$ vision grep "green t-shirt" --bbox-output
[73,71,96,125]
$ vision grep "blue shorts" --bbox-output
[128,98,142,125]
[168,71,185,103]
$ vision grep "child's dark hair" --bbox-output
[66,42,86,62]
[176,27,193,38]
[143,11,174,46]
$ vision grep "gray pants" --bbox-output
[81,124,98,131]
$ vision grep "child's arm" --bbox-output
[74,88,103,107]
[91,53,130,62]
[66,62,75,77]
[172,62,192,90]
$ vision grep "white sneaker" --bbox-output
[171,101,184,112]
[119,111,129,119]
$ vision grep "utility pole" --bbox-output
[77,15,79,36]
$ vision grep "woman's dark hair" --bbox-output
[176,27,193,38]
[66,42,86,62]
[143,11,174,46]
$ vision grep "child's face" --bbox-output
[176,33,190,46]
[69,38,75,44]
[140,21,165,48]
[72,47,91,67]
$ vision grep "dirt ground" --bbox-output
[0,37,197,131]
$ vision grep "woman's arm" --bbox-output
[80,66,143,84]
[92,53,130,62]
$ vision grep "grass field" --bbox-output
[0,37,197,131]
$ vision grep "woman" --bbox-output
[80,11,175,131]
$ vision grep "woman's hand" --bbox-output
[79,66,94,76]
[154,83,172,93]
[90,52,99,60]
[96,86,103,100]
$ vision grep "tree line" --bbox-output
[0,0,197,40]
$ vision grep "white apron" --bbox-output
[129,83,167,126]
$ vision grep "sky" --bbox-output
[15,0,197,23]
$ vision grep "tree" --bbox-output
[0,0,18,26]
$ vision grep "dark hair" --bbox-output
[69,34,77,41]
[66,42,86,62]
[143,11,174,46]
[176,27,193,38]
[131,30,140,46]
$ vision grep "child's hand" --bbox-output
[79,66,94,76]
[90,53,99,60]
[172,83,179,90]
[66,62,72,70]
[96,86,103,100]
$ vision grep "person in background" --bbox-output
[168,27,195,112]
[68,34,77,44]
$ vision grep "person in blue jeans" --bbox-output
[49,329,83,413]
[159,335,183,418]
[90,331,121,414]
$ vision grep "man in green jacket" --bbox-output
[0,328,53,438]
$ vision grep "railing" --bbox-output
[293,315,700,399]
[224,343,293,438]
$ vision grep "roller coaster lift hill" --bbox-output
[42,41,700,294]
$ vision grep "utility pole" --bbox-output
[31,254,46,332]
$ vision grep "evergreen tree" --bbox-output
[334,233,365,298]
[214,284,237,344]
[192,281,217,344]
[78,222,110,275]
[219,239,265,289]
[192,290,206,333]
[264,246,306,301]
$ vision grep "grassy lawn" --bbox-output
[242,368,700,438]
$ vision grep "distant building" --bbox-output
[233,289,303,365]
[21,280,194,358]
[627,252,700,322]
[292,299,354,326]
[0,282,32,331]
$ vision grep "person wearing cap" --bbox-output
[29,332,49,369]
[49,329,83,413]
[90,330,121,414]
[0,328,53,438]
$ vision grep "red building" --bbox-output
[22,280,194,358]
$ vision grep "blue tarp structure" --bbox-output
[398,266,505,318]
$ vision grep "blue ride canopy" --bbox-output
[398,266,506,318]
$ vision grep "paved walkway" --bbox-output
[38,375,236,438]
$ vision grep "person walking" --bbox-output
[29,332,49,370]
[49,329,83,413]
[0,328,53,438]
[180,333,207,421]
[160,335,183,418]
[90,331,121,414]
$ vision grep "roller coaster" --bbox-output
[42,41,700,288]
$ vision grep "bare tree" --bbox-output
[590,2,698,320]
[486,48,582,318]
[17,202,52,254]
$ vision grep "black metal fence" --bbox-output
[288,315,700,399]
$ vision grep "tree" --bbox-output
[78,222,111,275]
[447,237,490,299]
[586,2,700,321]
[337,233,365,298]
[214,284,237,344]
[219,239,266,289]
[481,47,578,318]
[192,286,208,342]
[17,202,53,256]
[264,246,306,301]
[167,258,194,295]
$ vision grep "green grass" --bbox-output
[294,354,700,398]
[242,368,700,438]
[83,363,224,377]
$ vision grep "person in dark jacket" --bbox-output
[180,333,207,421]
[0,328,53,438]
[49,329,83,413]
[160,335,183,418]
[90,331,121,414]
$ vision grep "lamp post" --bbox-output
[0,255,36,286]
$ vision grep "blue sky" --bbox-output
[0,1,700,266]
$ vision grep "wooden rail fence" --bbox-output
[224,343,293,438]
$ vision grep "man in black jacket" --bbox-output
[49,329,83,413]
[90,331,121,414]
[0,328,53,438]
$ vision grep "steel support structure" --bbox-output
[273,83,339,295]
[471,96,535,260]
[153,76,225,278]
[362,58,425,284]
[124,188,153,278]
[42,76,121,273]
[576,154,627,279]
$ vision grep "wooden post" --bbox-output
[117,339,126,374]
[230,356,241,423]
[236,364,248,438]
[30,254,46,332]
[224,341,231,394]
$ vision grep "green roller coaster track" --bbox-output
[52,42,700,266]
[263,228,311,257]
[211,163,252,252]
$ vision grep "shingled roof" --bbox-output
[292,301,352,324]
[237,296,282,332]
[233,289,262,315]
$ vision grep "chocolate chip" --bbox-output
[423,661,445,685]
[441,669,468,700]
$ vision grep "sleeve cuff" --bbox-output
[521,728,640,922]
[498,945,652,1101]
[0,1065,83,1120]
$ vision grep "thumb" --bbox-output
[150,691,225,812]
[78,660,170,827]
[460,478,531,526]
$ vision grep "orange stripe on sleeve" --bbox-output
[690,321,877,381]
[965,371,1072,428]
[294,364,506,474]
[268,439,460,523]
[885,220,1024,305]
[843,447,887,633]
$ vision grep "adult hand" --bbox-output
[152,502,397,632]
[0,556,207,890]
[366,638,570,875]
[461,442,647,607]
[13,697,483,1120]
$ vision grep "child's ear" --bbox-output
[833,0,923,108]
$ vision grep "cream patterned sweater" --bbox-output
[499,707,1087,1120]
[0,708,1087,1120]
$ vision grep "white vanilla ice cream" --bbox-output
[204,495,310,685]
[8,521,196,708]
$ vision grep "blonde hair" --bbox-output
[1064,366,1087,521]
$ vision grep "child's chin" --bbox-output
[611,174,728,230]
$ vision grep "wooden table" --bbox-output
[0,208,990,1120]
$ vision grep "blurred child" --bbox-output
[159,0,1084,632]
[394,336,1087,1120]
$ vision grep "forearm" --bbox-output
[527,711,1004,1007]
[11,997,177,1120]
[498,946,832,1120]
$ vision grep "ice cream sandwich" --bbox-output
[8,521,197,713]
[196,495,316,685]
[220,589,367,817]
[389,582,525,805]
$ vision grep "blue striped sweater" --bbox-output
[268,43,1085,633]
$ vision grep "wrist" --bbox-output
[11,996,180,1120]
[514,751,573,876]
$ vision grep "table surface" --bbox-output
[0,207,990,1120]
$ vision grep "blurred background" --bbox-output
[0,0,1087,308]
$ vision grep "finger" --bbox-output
--- --- ---
Objective -
Extract every entry above as it appears.

Task response -
$ vision grep "green t-shirt" --bbox-output
[73,71,96,125]
$ vision grep "blue shorts" --bbox-output
[128,98,142,125]
[168,71,185,103]
$ vision grep "child's dark hair" --bbox-output
[66,42,86,62]
[176,27,193,38]
[143,11,174,46]
$ vision grep "gray pants" --bbox-output
[81,124,98,131]
$ vision grep "child's arm" --bbox-output
[74,88,103,107]
[91,53,130,62]
[66,62,75,77]
[172,62,192,90]
$ vision grep "white sneaker" --bbox-output
[171,101,184,112]
[119,111,129,119]
$ vision grep "utility pole" --bbox-output
[77,15,79,36]
$ vision grep "woman's dark hair" --bbox-output
[176,27,193,38]
[66,42,86,62]
[143,11,174,46]
$ vision grep "child's face" --bbox-output
[176,33,190,46]
[69,38,75,44]
[140,21,165,48]
[72,47,91,67]
$ vision grep "dirt ground" --bbox-output
[0,37,197,131]
$ vision grep "woman's arm" --bbox-output
[80,66,143,84]
[92,53,130,62]
$ vision grep "grass field" --bbox-output
[0,37,197,131]
$ vision grep "woman" --bbox-output
[80,11,175,131]
$ vision grep "woman's hand" --bbox-output
[79,66,94,76]
[154,83,172,93]
[90,52,99,60]
[96,86,103,100]
$ vision grep "tree line" --bbox-output
[0,0,197,40]
$ vision grep "white apron" --bbox-output
[129,83,167,126]
$ vision grep "sky" --bbox-output
[15,0,197,23]
$ vision grep "tree" --bbox-output
[0,0,18,26]
$ vision grep "dark hair" --bbox-output
[69,34,77,41]
[66,42,86,62]
[143,11,174,46]
[176,27,193,38]
[131,30,140,46]
$ vision grep "child's hand" --bbox-output
[79,66,94,76]
[90,53,99,60]
[172,83,179,90]
[66,62,72,70]
[96,86,103,100]
$ vision grep "person in background" --bbox-output
[168,27,195,112]
[68,34,77,44]
$ vision grep "person in blue jeans" --bbox-output
[49,329,83,413]
[159,335,183,418]
[90,331,121,414]
$ vision grep "man in green jacket" --bbox-output
[0,328,53,438]
$ vision grep "railing" --bbox-output
[293,315,700,399]
[224,343,293,438]
$ vision grep "roller coaster lift hill" --bbox-output
[42,41,700,294]
$ vision grep "utility pole" --bbox-output
[31,254,46,332]
$ vision grep "evergreen tree" --bbox-output
[334,233,365,298]
[214,284,237,344]
[192,281,217,344]
[78,222,110,275]
[219,239,265,289]
[192,290,206,333]
[264,246,306,301]
$ vision grep "grassy lawn" --bbox-output
[242,368,700,438]
$ vision grep "distant building" --bbox-output
[233,289,303,365]
[21,280,194,358]
[627,252,700,322]
[292,299,354,326]
[0,282,32,331]
$ vision grep "person wearing cap" --bbox-output
[29,332,49,369]
[49,329,83,413]
[90,330,121,414]
[0,328,53,438]
$ vision grep "red building" --bbox-output
[22,280,194,358]
$ vision grep "blue tarp structure" --bbox-output
[398,266,505,318]
$ vision grep "blue ride canopy" --bbox-output
[398,266,506,318]
$ vision grep "paved walkway" --bbox-output
[38,375,236,438]
$ vision grep "person walking" --bbox-output
[29,332,49,370]
[49,329,83,413]
[0,328,53,438]
[180,333,207,421]
[160,335,183,418]
[90,331,121,414]
$ vision grep "roller coaster" --bbox-output
[42,41,700,288]
$ vision grep "bare tree" --bbox-output
[590,2,698,320]
[486,48,582,318]
[17,202,52,254]
$ vision grep "black metal fence" --bbox-output
[288,315,700,399]
$ vision grep "tree" --bbox-output
[78,222,111,275]
[447,237,490,299]
[586,2,700,321]
[337,233,365,298]
[214,284,237,344]
[219,239,266,289]
[481,47,578,318]
[192,286,208,342]
[17,202,53,256]
[264,246,306,301]
[167,258,194,295]
$ vision grep "green grass" --bbox-output
[294,354,700,398]
[242,368,700,438]
[83,363,224,377]
$ vision grep "person in dark jacket" --bbox-output
[180,333,207,421]
[0,328,53,438]
[49,329,83,413]
[160,335,183,418]
[90,331,121,414]
$ vision grep "lamp post" --bbox-output
[0,255,36,286]
$ vision grep "blue sky" --bbox-output
[0,1,700,266]
$ vision grep "wooden rail fence" --bbox-output
[224,343,293,438]
$ vision grep "man in black jacket" --bbox-output
[49,329,83,413]
[90,331,121,414]
[0,328,53,438]
$ vision grep "steel support structure" --bbox-output
[273,83,339,295]
[471,96,535,260]
[153,76,225,278]
[362,58,425,284]
[124,188,153,278]
[42,76,121,273]
[576,154,627,279]
$ vision grep "wooden post" --bbox-output
[117,339,126,374]
[230,356,241,423]
[236,364,248,438]
[30,254,46,332]
[224,341,231,394]
$ vision grep "green roller coaster track" --bbox-output
[52,42,700,266]
[263,228,311,257]
[211,163,252,252]
$ vision grep "shingled roof" --bbox-output
[292,301,352,324]
[237,296,282,332]
[233,289,262,315]
$ vision grep "chocolate chip" --bbox-output
[423,661,445,685]
[441,669,468,700]
$ vision grep "sleeve cuff" --bbox-output
[521,728,640,922]
[498,945,652,1101]
[0,1065,83,1120]
$ vision grep "thumb" --bbox-output
[150,691,225,812]
[78,660,170,827]
[460,478,531,526]
$ vision grep "orange stripe on sleeve" --bbox-output
[690,321,877,381]
[965,371,1072,428]
[294,364,506,474]
[268,439,460,523]
[885,220,1024,305]
[843,447,887,633]
$ vision grep "adult hand" --bbox-output
[152,502,397,632]
[0,556,207,890]
[366,638,570,875]
[461,442,647,607]
[13,697,483,1120]
$ vision grep "child's ear" --bbox-output
[833,0,923,108]
$ vision grep "cream patterned sweater" --bbox-output
[499,707,1087,1120]
[0,708,1087,1120]
$ vision grep "white vanilla ice cream" --bbox-output
[204,495,310,685]
[8,521,196,708]
$ vision grep "blonde hair" --bbox-output
[1064,366,1087,521]
$ vision grep "child's chin" --bbox-output
[611,174,728,230]
$ vision grep "wooden table" --bbox-output
[0,208,990,1120]
$ vision grep "blurred child" --bbox-output
[159,0,1084,632]
[394,336,1087,1120]
$ vision grep "forearm" --bbox-output
[527,711,1004,1007]
[11,997,177,1120]
[498,946,832,1120]
$ vision grep "ice cream sandwich" --bbox-output
[8,521,197,713]
[196,495,316,685]
[220,589,367,817]
[389,582,525,805]
$ vision grep "blue striped sweater" --bbox-output
[268,43,1085,633]
$ vision grep "wrist" --bbox-output
[11,996,180,1120]
[514,751,573,876]
$ vision grep "table surface" --bbox-output
[0,207,990,1120]
$ vision grep "blurred background" --bbox-output
[0,0,1087,308]
$ vision grep "finger" --bbox-output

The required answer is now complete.